**Vorgegebener Text**.
......
· 

Rezension: Fraktale und Finanzen, Teil 2

Quelle: Wikimedia, CC BY-SA 3.0
Quelle: Wikimedia, CC BY-SA 3.0

Im zweiten Teil des Buchreviews von "Fraktale und Finanzen" möchte ich bestimmte Kapitel ausführlicher vorstellen und die Kernthesen aus meiner Sicht zusammenfassen.

 

Ausgewählt habe ich drei Themenkomplexe:

 

1) Die Kritik der modernen Finanztheorie und ihrer Grundannahmen

 

2) Mandelbrots Gegenvorschlag:
ein multifraktales Modell zur Beschreibung der kritischen Merkmale von Finanzmärkten: Turbulenz bzw. Volatilität, fraktale d.h. selbstähnliche Kursmuster, wilde Kursausschläge und gleichzeitig langfristige Abhängigkeiten

 

3) Zehn ketzerische Gedanken zum Finanzsektor - wie funktionieren Finanzmärkte wirklich?

 

Meine Auswahl ist natürlich subjektiv und jede Zusammenfassung birgt das Risiko, zu stark zu verkürzen und zu vereinfachen. Trotzdem hoffe ich, dass meinem Artikel die Balance zwischen Information und Wertung gelingt, so dass er dazu beiträgt, Mandelbrots Gedanken wieder stärker zu diskutieren und dass er vielleicht neugierig auf dieses Buch macht.

 

Wer den ersten Teil bisher nicht gelesen hat, sollte das zuvor unbedingt nachholen !

 


KRITIK der MODERNEN FINANZTHEORIE

 

Die wesentlichen Eckpfeiler der modernen Finanztheorie sind:

 

- die Random Walk Theorie bzw. Markteffizienzhypothese (Malkiel, Fama, French u.a.)

- die moderne Portfoliotheorie (MPT) nach Markowitz

- das Capital Asset Pricing Modell (Sharpe, Lintner u.a.)

- das Black-Scholes Modell (benannt nach den Begründern)

- Risikomanagement mit Value-at-Risk bzw. Constant Proportion Portfolio Insurance Methoden

 

Ich habe die jeweiligen Wikipedia-Artikel verlinkt für alle jene Leser, die sich noch einmal einen Überblick zu deren Inhalt verschaffen wollen bzw. denen bestimmte Punkte nicht geläufig sind.

Mandelbrot benennt in seinem Buch die folgenden Widersprüche, die die Grundannahmen dieser Modelle betreffen, die aufeinander aufbauen, und diskutiert sie in Kapitel 4 und 5:

 

  1. Annahme: Die Menschen sind rational und nur bestrebt, reich zu werden (also die für sich ökonomisch beste Entscheidung zu treffen). Oder in anderen Worten: rationale Anleger machen sich ein rationales Modell des Marktes und bewerten Informationen effektiv.
......
**Aufgaben**.
1: In welchen Kapiteln geht Mandelbrot laut der Rezension zu „Fraktale und Finanzen“ auf die Widersprüche in den Grundannahmen der modernen Finanztheorie ein?
2: Schreib die Rezension zu „Fraktale und Finanzen“ nach ihrem letzten Satz weiter.

Einträge aus einem Datensatz:
......
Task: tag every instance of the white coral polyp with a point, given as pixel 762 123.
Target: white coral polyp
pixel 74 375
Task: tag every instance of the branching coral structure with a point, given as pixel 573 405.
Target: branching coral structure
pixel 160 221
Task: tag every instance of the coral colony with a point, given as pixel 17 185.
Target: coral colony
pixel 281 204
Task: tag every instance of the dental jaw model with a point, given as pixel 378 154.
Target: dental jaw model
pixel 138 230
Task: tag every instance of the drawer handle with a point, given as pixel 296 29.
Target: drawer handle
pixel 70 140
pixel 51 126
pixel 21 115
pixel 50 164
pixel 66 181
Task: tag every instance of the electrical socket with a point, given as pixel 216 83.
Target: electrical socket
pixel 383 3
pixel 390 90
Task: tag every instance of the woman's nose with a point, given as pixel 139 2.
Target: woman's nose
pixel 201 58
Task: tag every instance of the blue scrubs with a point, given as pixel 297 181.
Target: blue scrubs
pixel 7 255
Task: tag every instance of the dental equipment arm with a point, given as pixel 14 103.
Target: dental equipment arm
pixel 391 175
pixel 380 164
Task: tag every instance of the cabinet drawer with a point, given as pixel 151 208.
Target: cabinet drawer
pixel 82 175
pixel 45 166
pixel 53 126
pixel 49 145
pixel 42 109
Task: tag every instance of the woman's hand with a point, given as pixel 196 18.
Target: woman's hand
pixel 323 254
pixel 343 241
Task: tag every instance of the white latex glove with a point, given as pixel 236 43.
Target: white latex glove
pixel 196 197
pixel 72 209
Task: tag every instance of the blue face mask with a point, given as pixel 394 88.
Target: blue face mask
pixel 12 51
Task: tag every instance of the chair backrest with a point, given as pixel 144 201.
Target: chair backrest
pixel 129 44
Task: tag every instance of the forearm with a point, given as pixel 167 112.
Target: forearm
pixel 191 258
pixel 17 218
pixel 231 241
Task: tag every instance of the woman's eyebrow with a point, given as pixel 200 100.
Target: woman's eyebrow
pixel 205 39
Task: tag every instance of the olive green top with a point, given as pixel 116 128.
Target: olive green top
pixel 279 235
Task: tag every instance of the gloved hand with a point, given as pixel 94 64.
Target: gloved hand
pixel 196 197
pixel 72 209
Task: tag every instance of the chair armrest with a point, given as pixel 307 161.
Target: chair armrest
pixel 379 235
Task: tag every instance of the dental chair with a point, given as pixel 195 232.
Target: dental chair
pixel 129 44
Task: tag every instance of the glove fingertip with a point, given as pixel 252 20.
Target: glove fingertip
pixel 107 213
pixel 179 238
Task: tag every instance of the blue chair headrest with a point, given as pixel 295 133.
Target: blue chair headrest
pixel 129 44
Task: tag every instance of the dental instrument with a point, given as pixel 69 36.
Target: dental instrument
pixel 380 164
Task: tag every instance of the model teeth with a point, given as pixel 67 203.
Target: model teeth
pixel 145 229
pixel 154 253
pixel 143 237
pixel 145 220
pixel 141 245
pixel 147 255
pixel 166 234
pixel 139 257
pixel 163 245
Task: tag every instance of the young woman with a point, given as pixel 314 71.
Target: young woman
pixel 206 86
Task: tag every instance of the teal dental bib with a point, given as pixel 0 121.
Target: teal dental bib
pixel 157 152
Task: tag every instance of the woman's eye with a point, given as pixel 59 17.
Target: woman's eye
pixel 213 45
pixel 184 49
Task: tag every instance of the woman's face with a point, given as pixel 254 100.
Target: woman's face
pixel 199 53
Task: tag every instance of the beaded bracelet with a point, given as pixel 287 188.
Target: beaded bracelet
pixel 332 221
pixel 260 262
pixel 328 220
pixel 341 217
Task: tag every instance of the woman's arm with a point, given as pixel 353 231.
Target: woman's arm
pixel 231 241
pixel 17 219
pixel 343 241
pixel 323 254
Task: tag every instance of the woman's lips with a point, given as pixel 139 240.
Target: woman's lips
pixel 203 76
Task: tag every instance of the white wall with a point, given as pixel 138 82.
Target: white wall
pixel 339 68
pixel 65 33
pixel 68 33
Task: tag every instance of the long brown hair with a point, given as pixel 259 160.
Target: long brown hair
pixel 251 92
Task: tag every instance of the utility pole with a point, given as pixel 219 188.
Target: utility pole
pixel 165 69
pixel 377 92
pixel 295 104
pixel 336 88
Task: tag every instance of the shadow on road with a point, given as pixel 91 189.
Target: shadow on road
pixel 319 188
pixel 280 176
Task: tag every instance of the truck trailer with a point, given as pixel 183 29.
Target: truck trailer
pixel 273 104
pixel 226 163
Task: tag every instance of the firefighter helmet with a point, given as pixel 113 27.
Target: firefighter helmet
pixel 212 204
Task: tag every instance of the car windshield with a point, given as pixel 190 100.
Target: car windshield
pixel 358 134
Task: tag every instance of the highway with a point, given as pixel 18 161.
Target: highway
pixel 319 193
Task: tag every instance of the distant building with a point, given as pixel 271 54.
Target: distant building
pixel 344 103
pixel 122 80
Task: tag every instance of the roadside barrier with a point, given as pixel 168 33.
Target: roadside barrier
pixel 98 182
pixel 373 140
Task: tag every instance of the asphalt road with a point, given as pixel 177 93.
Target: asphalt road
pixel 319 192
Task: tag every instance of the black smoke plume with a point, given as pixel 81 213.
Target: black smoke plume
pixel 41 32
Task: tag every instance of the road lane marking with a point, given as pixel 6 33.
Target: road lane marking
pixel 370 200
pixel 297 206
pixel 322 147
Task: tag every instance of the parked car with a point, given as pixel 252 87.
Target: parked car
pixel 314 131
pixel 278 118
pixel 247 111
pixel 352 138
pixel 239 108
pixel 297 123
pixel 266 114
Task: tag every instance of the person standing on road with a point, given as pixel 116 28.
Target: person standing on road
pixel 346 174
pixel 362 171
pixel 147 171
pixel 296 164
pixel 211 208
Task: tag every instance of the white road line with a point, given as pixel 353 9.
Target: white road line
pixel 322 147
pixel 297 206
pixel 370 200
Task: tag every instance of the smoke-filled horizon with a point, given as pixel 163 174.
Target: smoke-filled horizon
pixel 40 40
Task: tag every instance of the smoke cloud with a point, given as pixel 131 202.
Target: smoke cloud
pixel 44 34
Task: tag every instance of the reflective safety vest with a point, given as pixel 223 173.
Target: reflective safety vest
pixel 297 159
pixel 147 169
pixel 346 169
......
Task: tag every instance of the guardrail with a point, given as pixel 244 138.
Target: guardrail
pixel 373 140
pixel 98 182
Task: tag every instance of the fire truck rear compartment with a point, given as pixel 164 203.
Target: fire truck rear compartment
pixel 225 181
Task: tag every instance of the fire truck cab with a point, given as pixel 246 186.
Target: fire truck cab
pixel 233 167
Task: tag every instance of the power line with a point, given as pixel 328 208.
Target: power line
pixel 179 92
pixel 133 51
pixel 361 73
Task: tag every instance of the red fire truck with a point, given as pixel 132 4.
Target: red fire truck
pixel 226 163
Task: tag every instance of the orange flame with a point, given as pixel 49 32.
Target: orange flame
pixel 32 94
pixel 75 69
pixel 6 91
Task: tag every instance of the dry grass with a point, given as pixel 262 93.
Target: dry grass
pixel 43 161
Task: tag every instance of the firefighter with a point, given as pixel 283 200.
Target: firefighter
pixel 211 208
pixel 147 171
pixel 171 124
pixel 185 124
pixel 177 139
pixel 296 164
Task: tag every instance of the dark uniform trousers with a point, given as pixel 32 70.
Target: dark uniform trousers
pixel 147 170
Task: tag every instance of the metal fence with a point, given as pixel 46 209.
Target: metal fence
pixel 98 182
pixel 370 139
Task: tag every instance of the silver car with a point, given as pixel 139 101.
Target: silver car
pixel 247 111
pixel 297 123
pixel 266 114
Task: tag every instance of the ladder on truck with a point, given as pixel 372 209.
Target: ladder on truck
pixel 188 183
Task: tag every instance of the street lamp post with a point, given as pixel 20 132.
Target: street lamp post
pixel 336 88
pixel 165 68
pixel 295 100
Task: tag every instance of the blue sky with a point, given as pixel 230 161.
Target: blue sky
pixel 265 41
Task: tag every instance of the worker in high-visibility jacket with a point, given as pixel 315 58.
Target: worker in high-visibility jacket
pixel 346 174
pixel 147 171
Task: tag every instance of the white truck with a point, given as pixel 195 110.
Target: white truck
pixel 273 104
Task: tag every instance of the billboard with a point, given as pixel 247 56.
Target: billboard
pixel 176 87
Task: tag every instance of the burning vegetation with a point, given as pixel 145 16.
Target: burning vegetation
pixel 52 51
......
**Lösungen**.
1: In Kapitel 4 und 5.

2:
    Die Wirklichkeit: die ökonomische Verhaltensforschung belegt eindrucksvoll das Gegenteil, zum Beispiel das Verluste schwerer wiegen als Gewinnchancen, dass bekannte Preise oder Zahlenwerte zukünftige Schätzungen beeinflussen. Das Forschungsgebiet behavioral finance untersucht diese empirisch gefundenen Zusammenhänge.
  2. Annahme: Alle Anleger sind gleich. Angesichts gleicher Informationen treffen sie die gleichen Entscheidungen und ihre Erwartungen, Anlageziele und Zeithorizonte sind unwesentlich für die Beschreibung des Marktes.

    Die Wirklichkeit: Offensichtlich sind nicht alle Menschen gleich, das zeigen die zahlreichen Strategien, die Anleger an den Märkten anwenden, die sowohl diametrale Ausrichtungen haben können oder Aspekte kombinieren: von Day-Trading bis Buy-and-Hold, von wertorientiertem bis wachstumsorientierten Strategien, von Fundamentalisten bis Chartisten sowie alle Kombinationen dieser Methoden.

    Die Annahme einer homogenen Anlegerschaft und eines linearen Systems, wo der Output nur durch den Input bestimmt wird, vernachlässigt die Interaktionen und die Reflexivität des Marktes (letzterer Punkt im Sinne der Theorie von George Soros zu verstehen).
     
  3. Annahme: Kursänderungen verlaufen praktisch kontinuierlich. Sie springen nicht, das heisst man kann mit stetigen mathematischen Funktionen arbeiten und insbesondere mit der Normalverteilung. Mittelwert, Varianz und Standardabweichung der Normalverteilung wurden so wichtige Werkzeuge, um Risiko und Renditen zu berechnen und abzuschätzen.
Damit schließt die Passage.